◆ AIM ◆
Place the lines of the items below, from the line containing "Find the sky;" through the line containing "66], [85, 40]]", into a JSON list of strings, one string per line, with both of those lines included and blank lines omitted.
##### DATASET
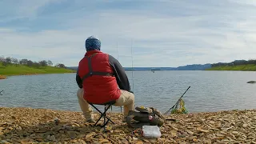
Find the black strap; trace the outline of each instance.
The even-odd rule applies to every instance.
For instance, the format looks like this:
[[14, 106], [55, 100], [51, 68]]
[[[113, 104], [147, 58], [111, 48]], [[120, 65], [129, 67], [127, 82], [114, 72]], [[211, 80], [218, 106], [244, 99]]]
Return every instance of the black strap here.
[[93, 58], [94, 55], [96, 55], [97, 54], [97, 53], [95, 53], [95, 54], [92, 54], [92, 55], [90, 55], [90, 56], [86, 56], [86, 58], [87, 58], [87, 60], [88, 60], [88, 68], [89, 68], [89, 73], [87, 73], [86, 75], [84, 75], [83, 77], [82, 77], [82, 81], [84, 80], [84, 79], [86, 79], [86, 78], [88, 78], [88, 77], [90, 77], [90, 76], [92, 76], [92, 75], [102, 75], [102, 76], [114, 76], [114, 74], [111, 74], [111, 73], [107, 73], [107, 72], [101, 72], [101, 71], [94, 71], [93, 70], [93, 68], [92, 68], [92, 66], [91, 66], [91, 58]]

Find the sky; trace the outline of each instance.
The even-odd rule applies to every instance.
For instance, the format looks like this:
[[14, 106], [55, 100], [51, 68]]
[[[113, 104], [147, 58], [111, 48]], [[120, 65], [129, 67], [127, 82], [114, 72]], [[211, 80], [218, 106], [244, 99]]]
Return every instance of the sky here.
[[123, 66], [256, 57], [256, 1], [1, 0], [0, 56], [77, 66], [85, 40]]

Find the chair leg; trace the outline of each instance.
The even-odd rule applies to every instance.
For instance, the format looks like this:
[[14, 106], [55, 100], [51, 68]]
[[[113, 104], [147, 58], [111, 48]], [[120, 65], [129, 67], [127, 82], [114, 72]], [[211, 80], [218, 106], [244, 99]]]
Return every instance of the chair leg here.
[[[102, 113], [101, 110], [99, 110], [96, 106], [94, 106], [94, 105], [91, 105], [94, 109], [96, 109], [100, 114], [101, 116], [100, 118], [98, 119], [98, 121], [95, 122], [94, 126], [97, 126], [98, 122], [101, 120], [101, 118], [103, 117], [104, 118], [104, 123], [102, 126], [104, 126], [104, 130], [106, 130], [105, 126], [106, 126], [106, 124], [109, 122], [109, 121], [110, 121], [113, 124], [114, 124], [114, 122], [113, 121], [111, 121], [110, 118], [109, 118], [106, 116], [106, 112], [107, 110], [110, 108], [110, 106], [112, 106], [111, 105], [109, 105], [107, 106], [107, 108], [106, 108], [106, 106], [104, 107], [104, 112]], [[106, 122], [106, 118], [107, 118], [107, 121]]]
##########
◆ ANSWER TO THIS TASK ◆
[
  "Find the sky; trace the outline of each instance.",
  "The even-odd rule applies to every instance.",
  "For instance, the format looks like this:",
  "[[14, 106], [55, 100], [51, 68]]",
  "[[[113, 104], [147, 58], [111, 48]], [[120, 65], [129, 67], [127, 82], [114, 72]], [[211, 80], [218, 106], [244, 99]]]",
  "Return every instance of the sky here.",
  "[[123, 66], [256, 57], [256, 1], [1, 0], [0, 56], [77, 66], [85, 40]]"
]